The Central Bank of Nigeria (CBN) has constantly resorted to different ways to halt the issuance of dud cheques in Nigeria. Several directives have been passed by CBN to control the number of dishonored cheques issued by customers. In 2015, CBN banned dud cheque issuers from clearing …..

CBN is currently working with the Credit Bureaus in the country to create a database of customers who issue dud cheques three (3) times within a specific period and bar them from operating a current account. Irrespective of the efforts put in jointly by

CBN  and  all  financial  institutions  to  curtail  the  issuance  of  dishonored  cheques proved abortive.


What is a Cheque? Section 73 of the Bill of Exchange Act, CAP; B3 Laws of the Federation of Nigeria (LFN) 2004, Vol. 2 defined a cheque as “a bill of exchange drawn on a banker payable on demand”.


Dud is defined by the Oxford English Dictionary as “a thing that failed to work properly or it is otherwise worthless”.


A dud cheque is a bill of exchange issued by a drawer to a third party for which when presented within a reasonable time is dishonored on the ground of lack of fund or insufficient funds in the account of the issuer of the Cheque.


In simple parlance, it is an empty cheque that has no monetary value as no money can pass through it.


The issuance of a dud cheque is a criminal offence pursuant to Section 1 of the Dishonored Cheques (Offences) Act CAP D11 LFN 2004 and punishable under Section 1 (1) (b) (i) of the same Act.

The crux and relevant provisions of the Act are as follows:


(1) Any person who –

(a) obtains or induces the delivery of anything capable of being stolen either to himself or to any other person; or (b) obtains credit for himself or any other person, by means of a cheque that, when presented for payment not later than three months after the date of the cheque, is dishonored on the ground that no funds or insufficient funds were standing to the credit of the drawer of the cheque in the bank on which the cheque was drawn, shall be guilty of an offence and on conviction shall- (i) in the case of an individual be sentenced to imprisonment for two years, without the option of a fine; and (ii) in the case of a body corporate, be sentenced to a fine of not less than N5,000.

* * *

[Task requirements]
1. In the passage on dud cheques, what sentence does the Act give an individual convicted of the offence?
2. For each statement, say yes or no to whether it agrees with the passage on dud cheques, and quote the words that decide it.
(a) A cheque is defined as a bill of exchange drawn on a banker payable on demand.
(b) A body corporate convicted under the Act faces a fine of not less than N50,000.
(c) The planned database covers customers who issue dud cheques three times within a specific period.
3. Summarize the passage on dud cheques in two sentences.
The data below come from a different source than the passage on dud cheques.

[Dataset records]

* * *

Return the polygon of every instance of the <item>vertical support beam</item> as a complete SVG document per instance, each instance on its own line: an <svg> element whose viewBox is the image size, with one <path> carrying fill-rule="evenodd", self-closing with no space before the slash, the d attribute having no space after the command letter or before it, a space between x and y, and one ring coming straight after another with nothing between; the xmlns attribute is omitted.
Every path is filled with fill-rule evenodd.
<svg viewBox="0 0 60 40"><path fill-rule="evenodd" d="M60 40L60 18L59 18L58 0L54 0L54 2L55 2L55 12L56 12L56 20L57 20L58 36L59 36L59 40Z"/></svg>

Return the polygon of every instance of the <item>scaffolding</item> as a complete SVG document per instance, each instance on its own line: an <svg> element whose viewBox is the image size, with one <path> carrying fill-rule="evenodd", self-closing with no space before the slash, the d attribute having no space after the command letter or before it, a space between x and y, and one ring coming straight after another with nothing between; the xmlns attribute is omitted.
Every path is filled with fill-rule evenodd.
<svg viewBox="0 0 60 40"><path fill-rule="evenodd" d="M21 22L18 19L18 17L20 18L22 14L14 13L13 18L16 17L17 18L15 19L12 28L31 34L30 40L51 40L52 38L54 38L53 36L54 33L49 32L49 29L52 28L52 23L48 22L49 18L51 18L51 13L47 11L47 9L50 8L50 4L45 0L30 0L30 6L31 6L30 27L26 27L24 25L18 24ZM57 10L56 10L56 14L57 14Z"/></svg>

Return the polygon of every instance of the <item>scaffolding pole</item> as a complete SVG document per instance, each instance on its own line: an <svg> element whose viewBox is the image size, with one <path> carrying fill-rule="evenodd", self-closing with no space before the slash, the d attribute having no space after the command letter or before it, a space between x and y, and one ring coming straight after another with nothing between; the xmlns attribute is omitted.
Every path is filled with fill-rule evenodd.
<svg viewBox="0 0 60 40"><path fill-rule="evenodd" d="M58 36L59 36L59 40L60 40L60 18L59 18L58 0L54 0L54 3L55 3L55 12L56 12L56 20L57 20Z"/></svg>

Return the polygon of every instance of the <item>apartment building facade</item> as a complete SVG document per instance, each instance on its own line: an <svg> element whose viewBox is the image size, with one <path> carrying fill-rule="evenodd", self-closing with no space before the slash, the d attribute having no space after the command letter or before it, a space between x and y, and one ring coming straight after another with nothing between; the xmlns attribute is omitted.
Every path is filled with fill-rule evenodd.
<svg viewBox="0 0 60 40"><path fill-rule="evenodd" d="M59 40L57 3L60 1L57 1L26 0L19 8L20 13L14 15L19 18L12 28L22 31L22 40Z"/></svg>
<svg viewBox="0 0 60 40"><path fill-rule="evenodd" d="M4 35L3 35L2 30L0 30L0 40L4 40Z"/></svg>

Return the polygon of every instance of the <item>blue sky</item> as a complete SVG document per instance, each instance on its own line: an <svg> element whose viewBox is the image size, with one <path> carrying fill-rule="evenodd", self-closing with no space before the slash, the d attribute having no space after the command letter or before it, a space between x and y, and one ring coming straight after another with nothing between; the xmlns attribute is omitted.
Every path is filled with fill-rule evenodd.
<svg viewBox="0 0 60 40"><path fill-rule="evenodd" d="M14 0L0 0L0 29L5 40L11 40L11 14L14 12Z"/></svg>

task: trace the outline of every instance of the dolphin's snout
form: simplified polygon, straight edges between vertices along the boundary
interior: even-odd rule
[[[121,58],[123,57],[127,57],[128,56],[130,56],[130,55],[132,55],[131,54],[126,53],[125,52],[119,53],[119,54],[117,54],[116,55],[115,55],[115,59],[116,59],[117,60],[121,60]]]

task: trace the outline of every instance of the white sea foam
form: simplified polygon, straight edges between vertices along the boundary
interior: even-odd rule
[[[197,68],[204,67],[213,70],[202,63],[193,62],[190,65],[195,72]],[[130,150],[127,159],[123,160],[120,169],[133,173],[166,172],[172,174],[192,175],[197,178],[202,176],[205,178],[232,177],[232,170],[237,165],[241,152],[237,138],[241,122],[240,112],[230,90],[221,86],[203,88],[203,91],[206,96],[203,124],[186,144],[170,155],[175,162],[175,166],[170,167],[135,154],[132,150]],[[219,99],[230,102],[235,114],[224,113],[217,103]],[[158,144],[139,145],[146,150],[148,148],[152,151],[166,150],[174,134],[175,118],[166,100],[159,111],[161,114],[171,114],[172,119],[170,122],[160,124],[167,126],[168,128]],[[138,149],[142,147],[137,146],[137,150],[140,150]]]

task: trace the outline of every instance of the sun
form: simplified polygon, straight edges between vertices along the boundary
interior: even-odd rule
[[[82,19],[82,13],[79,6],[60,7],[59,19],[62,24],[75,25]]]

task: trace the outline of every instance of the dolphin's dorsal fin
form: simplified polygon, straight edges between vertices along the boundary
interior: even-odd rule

* * *

[Answer list]
1. Imprisonment for two years, without the option of a fine.

2.
(a) Yes: "a bill of exchange drawn on a banker payable on demand"
(b) No: "be sentenced to a fine of not less than N5,000"
(c) Yes: "customers who issue dud cheques three (3) times within a specific period"

3. The Central Bank of Nigeria has tried several ways to halt dud cheques, including working with the Credit Bureaus on a database of repeat issuers, and a dud cheque is one dishonored because the issuer's account lacks funds or has insufficient funds. Issuing one is a criminal offence under the Dishonored Cheques (Offences) Act, punishable by two years' imprisonment without the option of a fine for an individual and a fine of not less than N5,000 for a body corporate.